Start of Material for this exercise
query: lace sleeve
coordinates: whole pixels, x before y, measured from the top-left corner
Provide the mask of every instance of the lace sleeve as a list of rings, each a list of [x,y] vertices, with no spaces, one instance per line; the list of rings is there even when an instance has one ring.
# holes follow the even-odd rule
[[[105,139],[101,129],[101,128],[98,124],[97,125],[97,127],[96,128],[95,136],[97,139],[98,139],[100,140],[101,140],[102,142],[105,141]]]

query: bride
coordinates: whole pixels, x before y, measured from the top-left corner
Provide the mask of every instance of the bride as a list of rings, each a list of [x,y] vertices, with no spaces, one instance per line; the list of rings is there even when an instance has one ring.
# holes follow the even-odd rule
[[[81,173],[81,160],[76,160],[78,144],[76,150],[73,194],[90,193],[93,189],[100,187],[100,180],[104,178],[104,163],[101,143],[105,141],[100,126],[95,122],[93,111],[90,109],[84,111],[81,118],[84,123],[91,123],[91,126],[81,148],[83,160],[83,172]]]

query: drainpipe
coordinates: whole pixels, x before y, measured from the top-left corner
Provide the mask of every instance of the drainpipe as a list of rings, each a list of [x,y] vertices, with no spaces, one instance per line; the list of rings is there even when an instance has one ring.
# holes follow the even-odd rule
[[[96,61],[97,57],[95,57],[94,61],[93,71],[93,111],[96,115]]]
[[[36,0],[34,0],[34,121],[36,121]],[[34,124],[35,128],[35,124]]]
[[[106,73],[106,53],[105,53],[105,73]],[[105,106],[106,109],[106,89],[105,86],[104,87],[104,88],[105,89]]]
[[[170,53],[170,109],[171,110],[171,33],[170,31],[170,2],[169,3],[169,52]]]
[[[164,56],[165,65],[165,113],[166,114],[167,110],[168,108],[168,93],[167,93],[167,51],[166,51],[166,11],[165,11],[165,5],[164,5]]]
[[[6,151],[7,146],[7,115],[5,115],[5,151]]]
End of Material for this exercise
> [Given exercise] What needs duplicating is the run of lines from the one containing "query: bride" through the last line of the entries above, exact and complete.

> [Problem solution]
query: bride
coordinates: whole pixels, x before y, measured from the top-left corner
Provide the mask of every instance of the bride as a list of rings, each a list of [x,y] vertices, with no spaces, one instance per line; the list of rings is there even when an instance has one ring.
# holes follow the even-odd rule
[[[81,173],[81,160],[76,160],[78,144],[76,150],[73,194],[90,193],[93,189],[100,187],[100,180],[104,178],[104,163],[101,143],[105,141],[100,126],[95,122],[93,111],[90,109],[84,111],[81,118],[84,123],[91,123],[91,126],[81,148],[83,160],[83,172]]]

query: drainpipe
coordinates: whole pixels, x before y, measured from the top-left corner
Provide the mask of every instance of the drainpipe as a list of rings, each a list of [x,y] vertices, with no spaces, one instance per line; the list of rings is there even when an instance has one ring.
# holes follow the even-odd rule
[[[96,61],[97,57],[95,57],[94,61],[93,71],[93,111],[96,115]]]
[[[36,0],[34,0],[34,121],[36,121]],[[34,124],[35,128],[35,124]]]
[[[106,73],[106,53],[105,53],[105,73]],[[105,106],[106,109],[106,89],[105,86],[104,87],[104,88],[105,89]]]
[[[170,53],[170,109],[171,110],[171,33],[170,31],[170,2],[169,3],[169,52]]]
[[[164,56],[165,65],[165,113],[166,114],[167,110],[168,108],[168,93],[167,93],[167,51],[166,51],[166,11],[165,11],[165,5],[164,5]]]
[[[6,151],[7,146],[7,115],[5,115],[5,151]]]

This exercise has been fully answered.